Though born in Texas, Whitaker moved to LA at the age of four and was raised in one of its toughest areas, South Central, where he experienced first hand the vagaries of American health care. "I truly, truly used to avoid hospitals when I was a kid," he tells me, "because it was so difficult. In the beginning we only went to County Hospital, which is a public hospital, and they were always full, you had to be so hurt to be seen. I remember sitting in there with my brother when he'd broken his arm falling off a jungle gym, and being there for hours, and my little brother was crying and nobody cared -- it was horrible.
"We got insurance later when my mom became a teacher, and that helped us a bit, but it was hard. It's going to be interesting to see what happens now, and I'm sure there'll be problems, but it's a huge step in the right direction."
Acting was to become Whitaker's way out of his hard upbringing, and he tells me a story that sheds light on why he was drawn to his trade. "My mom always tells me that when I was real little, you know five or six, I'd say to her that you can look at somebody, and by the way they talk and the way they move know exactly where they're from and who they are in a sense, you know.
"As a kid, I could see it and when people would do horrible things, I'd always be like, I wonder what the reason is they did that. It wasn't until I was much older that I learnt you were supposed to make judgements about the bad people!"
Young Whitaker's over-developed powers of concentration would come in handy later, but although he took up acting at college, it took him a while to realise it was the thing for him. "Honestly, I didn't really know for sure until I was deep into my career -- deep, even past Bird. Because there was this notion I had that I could never play the characters right because whenever I looked at them on screen I can always see myself, and so it's not true."
His performance in Bird, Clint Eastwood's acclaimed 1988 biopic of drug-addicted jazz genius Charlie Parker, was hugely praised and earned him a Golden Globe nomination, but Forest's doubts remained, possibly driving him to ever greater heights. He cites Jim Jaramusch's 1999 thriller Ghost Dog as an important step in his journey as an actor.
In it, he played an enigmatic urban hitman who kills for hire and lives by the code of the samurai, and "it taught me so much", he says. "First, it taught me about silence, and then it taught me about energy and how you can change your energy to better become someone else. In that movie, I was in a trance most of the time, in a different state, you know."
Whitaker's talk of energies and altered states is sometimes bewildering and at one point he even mentions a shaman, but however he goes about his business it works. And he says it was while making Kevin Macdonald's 2006 film The Last King of Scotland that the penny finally dropped. He put on 40 pounds to play the charismatic but monstrous Ugandan dictator Idi Amin, and his mesmerising, nuanced performance earned him a deserved Best Actor Oscar at the 2007 Academy Awards.
"Watching that," he says, "was really the first time where I looked at the screen and I said 'ah, you can do it, that's not me ... '"
Another role he remembers with affection is the part of kidnapped British soldier Jody in Neil Jordan's 1992 film The Crying Game. "I had kind of a romantic view of the IRA at the time," he says.
"I think I saw them in terms of the Black Panthers and people like that, you know. But I loved working with Neil. He's a brilliant film-maker, and he gave me a character to play that was a great opportunity. I like what he does with his little movies, like Butcher Boy. I'd really love to work with Neil again," he continues, then asks me "what's he up to these days?"
When I tell him he has just released a film about a fisherman and a mermaid, he nods happily, as if that sounds like exactly the sort of thing Jordan should be getting up to. "Right," he says, "right. I'll have to catch up with that."

*MATERIAL SUPPLIED*

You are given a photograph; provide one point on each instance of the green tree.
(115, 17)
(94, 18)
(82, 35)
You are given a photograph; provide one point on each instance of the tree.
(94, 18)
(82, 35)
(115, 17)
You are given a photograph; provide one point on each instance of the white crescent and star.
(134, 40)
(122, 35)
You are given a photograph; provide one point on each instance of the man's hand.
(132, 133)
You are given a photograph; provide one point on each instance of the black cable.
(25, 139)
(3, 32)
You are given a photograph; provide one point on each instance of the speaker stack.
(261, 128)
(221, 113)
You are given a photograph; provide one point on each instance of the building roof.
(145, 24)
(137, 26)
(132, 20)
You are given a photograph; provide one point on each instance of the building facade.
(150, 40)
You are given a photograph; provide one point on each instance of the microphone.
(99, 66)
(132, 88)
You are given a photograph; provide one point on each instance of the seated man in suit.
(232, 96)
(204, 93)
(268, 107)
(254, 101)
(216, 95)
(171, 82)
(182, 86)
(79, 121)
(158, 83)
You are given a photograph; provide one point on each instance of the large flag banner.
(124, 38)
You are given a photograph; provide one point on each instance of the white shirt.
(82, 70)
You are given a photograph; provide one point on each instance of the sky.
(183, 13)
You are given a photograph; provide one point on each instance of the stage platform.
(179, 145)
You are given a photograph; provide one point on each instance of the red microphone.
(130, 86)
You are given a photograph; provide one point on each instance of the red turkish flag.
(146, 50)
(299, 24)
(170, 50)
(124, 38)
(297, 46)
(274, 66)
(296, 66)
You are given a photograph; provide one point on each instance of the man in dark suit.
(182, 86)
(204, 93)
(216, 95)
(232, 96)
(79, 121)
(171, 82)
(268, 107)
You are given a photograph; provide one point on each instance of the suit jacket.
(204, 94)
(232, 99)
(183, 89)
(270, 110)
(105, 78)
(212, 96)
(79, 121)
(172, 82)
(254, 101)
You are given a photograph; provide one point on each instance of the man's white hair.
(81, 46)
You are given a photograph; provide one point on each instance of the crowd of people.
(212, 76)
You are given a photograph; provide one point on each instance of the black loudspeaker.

*EXERCISE BRIEF*
Answer these questions from the Whitaker interview:
(a) At what age did Whitaker move to LA?
(b) How much weight did he put on to play Idi Amin?
(c) What part did he play in The Crying Game?

*RESULT OF THE TASK*
(a) At the age of four.
(b) 40 pounds.
(c) Jody, a kidnapped British soldier.